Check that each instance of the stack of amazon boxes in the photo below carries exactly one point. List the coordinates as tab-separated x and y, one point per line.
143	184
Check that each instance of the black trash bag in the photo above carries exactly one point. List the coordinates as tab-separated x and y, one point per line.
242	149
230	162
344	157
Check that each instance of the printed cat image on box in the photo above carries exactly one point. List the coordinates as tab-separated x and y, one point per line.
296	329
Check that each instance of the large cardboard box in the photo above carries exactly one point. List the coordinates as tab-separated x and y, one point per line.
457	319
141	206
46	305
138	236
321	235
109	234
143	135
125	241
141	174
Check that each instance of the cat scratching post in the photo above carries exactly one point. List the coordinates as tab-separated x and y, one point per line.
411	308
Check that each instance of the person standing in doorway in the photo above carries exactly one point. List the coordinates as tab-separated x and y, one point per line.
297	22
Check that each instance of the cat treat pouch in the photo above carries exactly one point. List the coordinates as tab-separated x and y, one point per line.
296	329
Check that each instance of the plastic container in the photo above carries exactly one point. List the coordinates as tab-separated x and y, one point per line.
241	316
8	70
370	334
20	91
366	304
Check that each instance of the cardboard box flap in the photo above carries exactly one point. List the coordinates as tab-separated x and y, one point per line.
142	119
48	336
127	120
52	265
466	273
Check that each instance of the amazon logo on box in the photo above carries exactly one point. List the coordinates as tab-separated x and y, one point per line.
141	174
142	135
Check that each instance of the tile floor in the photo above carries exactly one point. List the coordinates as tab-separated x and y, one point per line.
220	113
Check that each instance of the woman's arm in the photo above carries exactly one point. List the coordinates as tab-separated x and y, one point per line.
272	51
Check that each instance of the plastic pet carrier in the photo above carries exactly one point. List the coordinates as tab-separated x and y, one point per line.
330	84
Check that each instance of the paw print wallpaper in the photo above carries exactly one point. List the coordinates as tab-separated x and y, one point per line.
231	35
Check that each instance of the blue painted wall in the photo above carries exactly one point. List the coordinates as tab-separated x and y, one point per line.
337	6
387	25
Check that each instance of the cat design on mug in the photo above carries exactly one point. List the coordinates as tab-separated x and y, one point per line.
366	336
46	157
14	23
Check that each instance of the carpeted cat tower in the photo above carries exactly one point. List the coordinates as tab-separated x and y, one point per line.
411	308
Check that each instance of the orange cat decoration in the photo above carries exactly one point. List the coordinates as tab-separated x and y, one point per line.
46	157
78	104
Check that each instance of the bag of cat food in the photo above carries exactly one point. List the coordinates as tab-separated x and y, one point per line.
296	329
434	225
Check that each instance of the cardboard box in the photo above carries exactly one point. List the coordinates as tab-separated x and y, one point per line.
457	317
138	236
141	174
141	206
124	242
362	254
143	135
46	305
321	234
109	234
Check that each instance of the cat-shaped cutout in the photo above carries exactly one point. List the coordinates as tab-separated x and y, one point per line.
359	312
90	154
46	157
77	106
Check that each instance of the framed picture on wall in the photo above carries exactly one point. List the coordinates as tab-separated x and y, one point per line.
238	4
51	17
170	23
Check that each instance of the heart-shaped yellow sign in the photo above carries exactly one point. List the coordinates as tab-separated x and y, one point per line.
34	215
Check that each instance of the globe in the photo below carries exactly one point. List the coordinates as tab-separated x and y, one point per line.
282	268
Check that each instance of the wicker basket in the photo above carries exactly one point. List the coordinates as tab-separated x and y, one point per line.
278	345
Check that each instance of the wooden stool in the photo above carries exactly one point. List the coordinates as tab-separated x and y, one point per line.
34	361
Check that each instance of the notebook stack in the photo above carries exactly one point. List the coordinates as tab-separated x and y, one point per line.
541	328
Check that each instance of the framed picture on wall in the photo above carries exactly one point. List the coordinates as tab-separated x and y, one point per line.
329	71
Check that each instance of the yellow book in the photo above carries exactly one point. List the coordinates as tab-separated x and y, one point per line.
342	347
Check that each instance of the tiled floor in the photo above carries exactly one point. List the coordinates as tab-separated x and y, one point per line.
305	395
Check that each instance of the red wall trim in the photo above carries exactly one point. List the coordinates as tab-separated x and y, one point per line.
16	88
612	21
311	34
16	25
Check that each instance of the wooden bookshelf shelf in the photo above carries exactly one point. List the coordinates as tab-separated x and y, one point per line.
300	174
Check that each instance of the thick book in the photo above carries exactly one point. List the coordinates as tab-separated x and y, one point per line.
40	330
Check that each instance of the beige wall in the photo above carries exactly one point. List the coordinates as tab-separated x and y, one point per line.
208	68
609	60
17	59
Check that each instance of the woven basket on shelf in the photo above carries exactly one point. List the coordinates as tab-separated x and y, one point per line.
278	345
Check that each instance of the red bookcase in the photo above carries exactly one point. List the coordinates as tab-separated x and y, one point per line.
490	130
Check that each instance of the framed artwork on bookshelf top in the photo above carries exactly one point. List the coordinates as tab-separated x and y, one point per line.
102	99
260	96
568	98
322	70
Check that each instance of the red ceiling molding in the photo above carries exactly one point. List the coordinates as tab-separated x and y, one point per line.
☆ ☆ ☆ ☆ ☆ ☆ ☆
» **What is needed**
When you answer, set down the entries above precisely as they read.

» **Result**
Check that each instance of the stack of amazon boxes in the photo below carries exactly one point. List the coordinates as tab-separated x and y, one point per line.
143	184
Check that each instance of the black trash bag in the photo above carries exactly one point. List the coordinates as tab-separated x and y, one point per line.
242	149
230	162
344	157
Check that each instance of the printed cat image on box in the photo above carries exactly one point. List the coordinates as tab-separated x and y, one point per line.
296	329
Check that each instance of the large cardboard box in the photo above carries exactly one point. List the coordinates as tab-separated x and y, one point per line.
457	319
141	206
46	305
138	236
321	235
109	234
143	135
125	241
141	174
Check that each instance of the cat scratching post in the photo above carries exactly one point. List the coordinates as tab-separated x and y, one point per line.
411	308
Check that each instance of the person standing in doorway in the photo above carries exactly one point. List the coordinates as tab-separated x and y, one point per line.
297	22
Check that each instance of the cat treat pouch in the photo above carries exactly one point. List the coordinates as tab-separated x and y, one point per line.
296	329
Check that each instance of the plastic container in the photo above carries exactly one point. List the coordinates as tab-separated x and y, one point per line.
241	316
8	70
370	334
20	91
366	304
Check that each instance of the cardboard box flap in the photo above carries exactly one point. List the coordinates as tab-separated x and y, one point per line.
142	119
48	336
127	120
52	265
466	273
Check that each instance of the amazon logo on box in the photo above carries exactly one point. List the coordinates as tab-separated x and y, one point per line.
141	174
142	135
Check that each instance of the tile floor in the photo above carries exactly one point. List the coordinates as tab-separated x and y, one point per line.
220	113
Check that each instance of the woman's arm in the photo above carries exactly one point. List the coordinates as tab-separated x and y, one point per line.
272	51
Check that each instance of the plastic pet carrier in the photo above carries exactly one point. List the coordinates as tab-separated x and y, one point per line.
330	84
Check that each instance of the paw print wallpaper in the photo above carries exactly one point. List the coordinates as tab-separated x and y, one point per line.
231	35
Check that each instance of the blue painted wall in the photo above carries exactly one point. List the coordinates as tab-separated x and y, one point per line.
337	6
387	25
Check that each instance of the cat design on mug in the photo above carries exactly one point. List the coordinates as tab-separated x and y, one point per line.
366	336
46	157
14	23
Check that each instance of the carpeted cat tower in the photo above carries exactly one point. List the coordinates as tab-separated x and y, one point per line.
411	308
Check that each instance of the orange cat decoration in the photo above carries exactly one point. List the coordinates as tab-separated x and y, one point per line.
46	157
78	104
Check that each instance of the bag of cat food in the photo above carries exactly one point. List the coordinates as tab-separated x and y, one point per line.
296	329
434	225
Check that each instance of the cardboard box in the photo above carries exactly one point. List the coordinates as tab-separated x and y, one point per line.
457	317
138	236
141	174
141	206
124	242
362	254
143	135
46	305
321	234
109	234
Check that each instance of the cat-shaped cutout in the photo above carries exactly one point. List the coordinates as tab-separated x and y, one point per line.
359	312
90	154
46	157
77	106
Check that each instance of the framed picture on wall in the photo above carries exactly one point. List the coordinates as tab-separated x and y, one point per line.
238	4
51	17
170	23
Check that each instance of the heart-shaped yellow sign in the photo above carries exactly one point. List the coordinates as tab-separated x and y, one point per line.
34	215
Check that each instance of the globe in the photo below carries exactly one point. List the coordinates as tab-separated x and y, one point per line.
282	268
Check that each instance of the wicker basket in the photo above carries exactly one point. List the coordinates as tab-separated x and y, one point per line.
278	345
Check that each instance of the wooden stool in the photo above carries exactly one point. List the coordinates as tab-separated x and y, one point per line.
34	361
Check that each instance of the notebook stack in the photo above carries exactly one point. List the coordinates as tab-separated x and y, one point per line.
541	328
Check that each instance of the framed picture on wall in the photo above carries exactly one point. List the coordinates as tab-separated x and y, one point per line.
329	71
Check that each instance of the yellow book in the photo above carries exactly one point. List the coordinates as tab-separated x and y, one point per line.
342	347
Check that each instance of the tiled floor in the photo above carries exactly one point. List the coordinates as tab-separated x and y, one point per line.
305	395
Check that each instance of the red wall trim in the photo above carries exactly one point. List the coordinates as tab-separated x and y, one point per line.
16	88
612	21
311	34
16	25
Check that each instance of the wooden bookshelf shelf in the photo above carries exactly one point. List the coordinates as tab-separated x and y, one point per line.
300	174
Check that each instance of the thick book in the photo above carries exactly one point. List the coordinates as tab-separated x and y, one point per line.
40	330
Check that each instance of the beige wall in the photo above carries exactly one point. List the coordinates as tab-separated x and y, one point per line.
208	68
609	60
17	59
Check that each instance of the woven basket on shelf in the photo above carries exactly one point. List the coordinates as tab-separated x and y, one point per line.
278	345
Check that each instance of the red bookcase in the photo above carries exactly one point. List the coordinates as tab-separated x and y, one point per line.
490	130
Check that each instance of the framed artwork on bookshelf top in the photo above carries exactly one point. List the coordinates as tab-separated x and y, one point per line.
102	99
260	96
568	98
322	70
Check that each instance of the red ceiling molding in the photo above carries exactly one point. List the coordinates as tab-separated x and y, one point per line.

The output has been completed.